__ЗАДАНИЕ__: Перепишите без изменений строки из списка ниже, начиная со строки, где есть «the white shirt», и заканчивая строкой с «x=315 y=328» включительно.

===== ИСХОДНЫЕ ДАННЫЕ

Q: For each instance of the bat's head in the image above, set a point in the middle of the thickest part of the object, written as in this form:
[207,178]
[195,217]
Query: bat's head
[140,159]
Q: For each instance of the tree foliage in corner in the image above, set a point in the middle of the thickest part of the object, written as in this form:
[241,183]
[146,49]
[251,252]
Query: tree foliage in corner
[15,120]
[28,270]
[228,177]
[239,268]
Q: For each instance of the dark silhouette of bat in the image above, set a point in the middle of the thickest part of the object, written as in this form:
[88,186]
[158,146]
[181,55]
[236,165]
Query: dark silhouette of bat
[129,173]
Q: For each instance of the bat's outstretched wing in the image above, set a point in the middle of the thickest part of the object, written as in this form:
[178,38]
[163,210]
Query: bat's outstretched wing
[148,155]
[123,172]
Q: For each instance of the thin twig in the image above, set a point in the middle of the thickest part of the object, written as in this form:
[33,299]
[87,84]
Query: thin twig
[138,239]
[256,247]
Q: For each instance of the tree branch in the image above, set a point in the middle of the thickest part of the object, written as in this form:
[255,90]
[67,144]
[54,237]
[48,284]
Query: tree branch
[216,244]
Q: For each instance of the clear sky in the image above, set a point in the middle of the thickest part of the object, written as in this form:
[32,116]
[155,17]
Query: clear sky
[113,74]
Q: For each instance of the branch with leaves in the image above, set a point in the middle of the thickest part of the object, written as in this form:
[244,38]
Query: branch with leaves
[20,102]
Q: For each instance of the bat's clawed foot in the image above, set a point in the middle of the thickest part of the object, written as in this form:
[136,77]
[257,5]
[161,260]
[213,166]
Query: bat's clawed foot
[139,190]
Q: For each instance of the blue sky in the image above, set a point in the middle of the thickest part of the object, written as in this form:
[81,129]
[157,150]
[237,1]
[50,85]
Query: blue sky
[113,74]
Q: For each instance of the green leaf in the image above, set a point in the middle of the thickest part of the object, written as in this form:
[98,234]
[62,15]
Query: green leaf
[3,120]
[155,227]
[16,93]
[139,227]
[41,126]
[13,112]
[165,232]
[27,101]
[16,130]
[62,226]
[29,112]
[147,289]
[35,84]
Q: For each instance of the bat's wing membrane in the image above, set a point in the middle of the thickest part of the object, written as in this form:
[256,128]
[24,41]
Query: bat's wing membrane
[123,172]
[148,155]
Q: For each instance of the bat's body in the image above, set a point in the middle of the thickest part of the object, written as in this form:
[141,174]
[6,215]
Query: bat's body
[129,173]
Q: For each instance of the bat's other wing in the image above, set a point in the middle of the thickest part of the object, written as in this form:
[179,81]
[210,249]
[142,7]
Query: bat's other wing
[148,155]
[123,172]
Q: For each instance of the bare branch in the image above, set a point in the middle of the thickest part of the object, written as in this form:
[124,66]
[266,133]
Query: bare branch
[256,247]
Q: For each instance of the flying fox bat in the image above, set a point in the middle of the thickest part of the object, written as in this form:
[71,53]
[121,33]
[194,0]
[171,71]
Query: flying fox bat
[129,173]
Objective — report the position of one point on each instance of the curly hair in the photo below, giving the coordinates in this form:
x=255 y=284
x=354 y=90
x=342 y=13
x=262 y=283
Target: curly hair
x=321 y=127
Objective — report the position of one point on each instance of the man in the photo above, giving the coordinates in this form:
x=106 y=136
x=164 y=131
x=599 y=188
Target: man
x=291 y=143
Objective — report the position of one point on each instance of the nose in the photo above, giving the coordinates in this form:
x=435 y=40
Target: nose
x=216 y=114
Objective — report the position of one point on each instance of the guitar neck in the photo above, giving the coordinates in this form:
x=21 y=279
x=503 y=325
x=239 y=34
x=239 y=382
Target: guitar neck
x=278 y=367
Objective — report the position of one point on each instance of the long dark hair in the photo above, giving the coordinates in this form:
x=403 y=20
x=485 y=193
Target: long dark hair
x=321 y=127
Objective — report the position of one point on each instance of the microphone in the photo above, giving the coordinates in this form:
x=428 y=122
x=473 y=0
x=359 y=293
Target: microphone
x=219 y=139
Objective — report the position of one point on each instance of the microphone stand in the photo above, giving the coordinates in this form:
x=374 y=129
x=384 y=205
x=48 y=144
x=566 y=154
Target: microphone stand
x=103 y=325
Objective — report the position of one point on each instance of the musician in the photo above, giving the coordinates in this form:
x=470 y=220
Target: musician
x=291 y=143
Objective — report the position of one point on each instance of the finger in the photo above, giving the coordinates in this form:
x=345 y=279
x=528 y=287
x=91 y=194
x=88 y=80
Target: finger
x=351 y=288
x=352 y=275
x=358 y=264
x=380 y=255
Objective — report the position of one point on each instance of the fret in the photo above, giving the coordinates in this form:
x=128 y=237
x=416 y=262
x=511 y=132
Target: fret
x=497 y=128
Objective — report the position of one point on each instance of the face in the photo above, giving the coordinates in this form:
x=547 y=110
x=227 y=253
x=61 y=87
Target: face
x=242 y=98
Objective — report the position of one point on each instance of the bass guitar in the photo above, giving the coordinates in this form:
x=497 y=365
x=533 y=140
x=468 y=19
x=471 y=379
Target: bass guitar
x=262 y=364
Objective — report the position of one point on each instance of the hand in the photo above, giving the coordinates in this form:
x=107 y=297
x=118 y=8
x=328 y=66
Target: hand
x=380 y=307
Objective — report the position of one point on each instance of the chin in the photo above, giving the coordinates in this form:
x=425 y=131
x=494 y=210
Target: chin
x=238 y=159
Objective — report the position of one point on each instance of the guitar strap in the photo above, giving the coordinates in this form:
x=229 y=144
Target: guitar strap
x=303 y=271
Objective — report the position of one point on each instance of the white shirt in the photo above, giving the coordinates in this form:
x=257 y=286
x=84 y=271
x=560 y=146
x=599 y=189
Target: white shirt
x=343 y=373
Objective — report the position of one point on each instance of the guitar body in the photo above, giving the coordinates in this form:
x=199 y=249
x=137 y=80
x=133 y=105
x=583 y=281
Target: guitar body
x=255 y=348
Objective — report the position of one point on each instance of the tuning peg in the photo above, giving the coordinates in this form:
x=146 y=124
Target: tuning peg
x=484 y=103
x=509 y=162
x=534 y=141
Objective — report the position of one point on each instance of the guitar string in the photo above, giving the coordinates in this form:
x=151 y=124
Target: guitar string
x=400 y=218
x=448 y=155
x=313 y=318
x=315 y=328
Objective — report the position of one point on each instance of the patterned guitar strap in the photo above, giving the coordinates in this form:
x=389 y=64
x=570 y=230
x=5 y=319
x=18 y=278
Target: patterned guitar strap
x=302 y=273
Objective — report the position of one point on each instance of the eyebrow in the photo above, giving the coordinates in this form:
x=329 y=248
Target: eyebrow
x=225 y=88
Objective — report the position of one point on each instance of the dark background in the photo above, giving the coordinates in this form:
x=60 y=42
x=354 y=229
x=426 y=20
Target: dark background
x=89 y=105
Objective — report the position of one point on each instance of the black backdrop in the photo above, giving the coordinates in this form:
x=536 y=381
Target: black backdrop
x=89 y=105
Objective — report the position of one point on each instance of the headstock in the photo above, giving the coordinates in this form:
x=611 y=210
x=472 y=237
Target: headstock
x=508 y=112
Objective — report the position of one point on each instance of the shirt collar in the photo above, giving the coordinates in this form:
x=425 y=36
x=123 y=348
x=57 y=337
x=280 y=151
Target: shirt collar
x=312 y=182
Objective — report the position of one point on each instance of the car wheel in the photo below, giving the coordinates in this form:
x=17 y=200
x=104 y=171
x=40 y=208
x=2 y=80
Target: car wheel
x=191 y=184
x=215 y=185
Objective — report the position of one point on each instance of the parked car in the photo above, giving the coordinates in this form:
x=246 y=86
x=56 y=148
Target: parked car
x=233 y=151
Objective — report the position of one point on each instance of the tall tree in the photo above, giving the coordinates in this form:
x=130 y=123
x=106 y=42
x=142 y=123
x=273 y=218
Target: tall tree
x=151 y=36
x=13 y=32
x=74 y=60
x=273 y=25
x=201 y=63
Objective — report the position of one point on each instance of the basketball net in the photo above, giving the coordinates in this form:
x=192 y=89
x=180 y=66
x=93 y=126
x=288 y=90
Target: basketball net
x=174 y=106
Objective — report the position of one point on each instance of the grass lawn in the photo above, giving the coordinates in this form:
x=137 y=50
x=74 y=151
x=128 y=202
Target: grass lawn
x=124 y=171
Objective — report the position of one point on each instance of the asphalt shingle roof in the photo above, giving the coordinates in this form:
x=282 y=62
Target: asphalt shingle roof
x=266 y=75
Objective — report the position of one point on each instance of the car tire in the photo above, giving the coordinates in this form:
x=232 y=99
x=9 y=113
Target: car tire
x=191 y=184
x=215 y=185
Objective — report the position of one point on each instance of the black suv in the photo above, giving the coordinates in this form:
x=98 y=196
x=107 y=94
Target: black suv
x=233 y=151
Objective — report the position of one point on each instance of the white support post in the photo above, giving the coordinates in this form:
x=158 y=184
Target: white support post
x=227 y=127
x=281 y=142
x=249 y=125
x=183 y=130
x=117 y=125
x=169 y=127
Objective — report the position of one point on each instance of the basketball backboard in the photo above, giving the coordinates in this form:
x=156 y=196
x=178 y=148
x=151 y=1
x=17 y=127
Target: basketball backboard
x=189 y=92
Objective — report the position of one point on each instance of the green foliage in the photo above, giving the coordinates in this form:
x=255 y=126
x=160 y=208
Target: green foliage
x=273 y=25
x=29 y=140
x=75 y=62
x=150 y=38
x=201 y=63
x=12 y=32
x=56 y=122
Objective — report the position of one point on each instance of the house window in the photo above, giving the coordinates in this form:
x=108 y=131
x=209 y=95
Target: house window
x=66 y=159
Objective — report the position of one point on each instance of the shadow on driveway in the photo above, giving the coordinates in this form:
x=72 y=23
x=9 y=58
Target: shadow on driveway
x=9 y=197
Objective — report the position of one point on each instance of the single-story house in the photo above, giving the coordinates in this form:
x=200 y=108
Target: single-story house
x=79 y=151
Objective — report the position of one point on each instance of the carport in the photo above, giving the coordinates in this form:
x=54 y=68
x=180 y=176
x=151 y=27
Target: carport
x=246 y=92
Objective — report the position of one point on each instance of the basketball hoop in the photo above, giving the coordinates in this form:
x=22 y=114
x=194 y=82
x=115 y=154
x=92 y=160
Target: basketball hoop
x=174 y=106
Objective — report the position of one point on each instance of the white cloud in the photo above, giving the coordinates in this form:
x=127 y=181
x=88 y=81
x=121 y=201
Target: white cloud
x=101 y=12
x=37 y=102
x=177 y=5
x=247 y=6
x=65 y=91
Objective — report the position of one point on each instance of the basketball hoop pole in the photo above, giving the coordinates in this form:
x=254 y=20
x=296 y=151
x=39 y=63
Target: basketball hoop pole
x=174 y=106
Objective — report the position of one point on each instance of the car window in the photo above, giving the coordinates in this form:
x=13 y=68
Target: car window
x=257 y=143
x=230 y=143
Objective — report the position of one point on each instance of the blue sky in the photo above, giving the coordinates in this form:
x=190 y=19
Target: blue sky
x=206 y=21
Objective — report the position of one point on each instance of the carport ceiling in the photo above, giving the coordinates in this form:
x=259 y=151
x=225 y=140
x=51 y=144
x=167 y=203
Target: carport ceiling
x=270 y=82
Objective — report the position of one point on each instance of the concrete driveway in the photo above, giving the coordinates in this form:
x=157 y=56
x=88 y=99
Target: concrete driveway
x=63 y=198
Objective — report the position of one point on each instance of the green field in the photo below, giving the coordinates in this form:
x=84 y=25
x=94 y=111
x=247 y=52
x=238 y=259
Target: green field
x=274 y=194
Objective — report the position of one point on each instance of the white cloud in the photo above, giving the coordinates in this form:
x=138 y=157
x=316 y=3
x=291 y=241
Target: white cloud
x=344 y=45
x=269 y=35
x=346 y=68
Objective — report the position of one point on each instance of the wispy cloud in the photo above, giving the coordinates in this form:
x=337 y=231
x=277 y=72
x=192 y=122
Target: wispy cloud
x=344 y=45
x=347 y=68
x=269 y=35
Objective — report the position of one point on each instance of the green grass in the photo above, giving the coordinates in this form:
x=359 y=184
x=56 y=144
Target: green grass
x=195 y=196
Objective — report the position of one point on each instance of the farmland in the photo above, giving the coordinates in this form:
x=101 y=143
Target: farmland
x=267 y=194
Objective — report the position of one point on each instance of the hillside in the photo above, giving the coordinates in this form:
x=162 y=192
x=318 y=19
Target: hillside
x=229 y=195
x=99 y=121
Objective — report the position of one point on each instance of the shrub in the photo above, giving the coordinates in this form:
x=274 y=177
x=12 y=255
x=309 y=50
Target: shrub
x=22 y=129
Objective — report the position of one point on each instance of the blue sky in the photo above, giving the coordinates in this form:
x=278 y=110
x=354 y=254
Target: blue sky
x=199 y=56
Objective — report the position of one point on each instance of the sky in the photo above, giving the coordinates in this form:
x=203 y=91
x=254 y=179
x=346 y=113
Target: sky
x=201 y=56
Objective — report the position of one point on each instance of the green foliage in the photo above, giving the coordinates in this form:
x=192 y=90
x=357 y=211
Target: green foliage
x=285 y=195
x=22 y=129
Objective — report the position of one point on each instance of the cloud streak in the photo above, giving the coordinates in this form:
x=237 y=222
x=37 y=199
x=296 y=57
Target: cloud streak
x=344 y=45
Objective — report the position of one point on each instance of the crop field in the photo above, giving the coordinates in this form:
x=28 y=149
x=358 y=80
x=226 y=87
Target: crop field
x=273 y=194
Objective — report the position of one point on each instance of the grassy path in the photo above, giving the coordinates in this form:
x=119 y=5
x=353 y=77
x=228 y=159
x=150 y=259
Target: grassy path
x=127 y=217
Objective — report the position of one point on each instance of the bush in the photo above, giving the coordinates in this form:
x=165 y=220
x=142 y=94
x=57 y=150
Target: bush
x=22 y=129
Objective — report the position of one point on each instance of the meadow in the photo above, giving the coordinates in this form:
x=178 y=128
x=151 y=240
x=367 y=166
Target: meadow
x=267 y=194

==========

__РЕШЕНИЕ__:
Objective — report the position of one point on each instance of the white shirt in the photo above, giving the coordinates in this form:
x=257 y=286
x=84 y=271
x=560 y=146
x=599 y=189
Target: white shirt
x=343 y=373
Objective — report the position of one point on each instance of the guitar body in the photo above, giving the coordinates in this form:
x=199 y=249
x=137 y=80
x=133 y=105
x=583 y=281
Target: guitar body
x=255 y=348
Objective — report the position of one point on each instance of the tuning peg in the photo above, giving the coordinates in this form:
x=146 y=124
Target: tuning peg
x=484 y=103
x=509 y=162
x=534 y=141
Objective — report the position of one point on each instance of the guitar string in the photo above, giving the coordinates in this form:
x=151 y=124
Target: guitar string
x=400 y=218
x=448 y=155
x=313 y=318
x=315 y=328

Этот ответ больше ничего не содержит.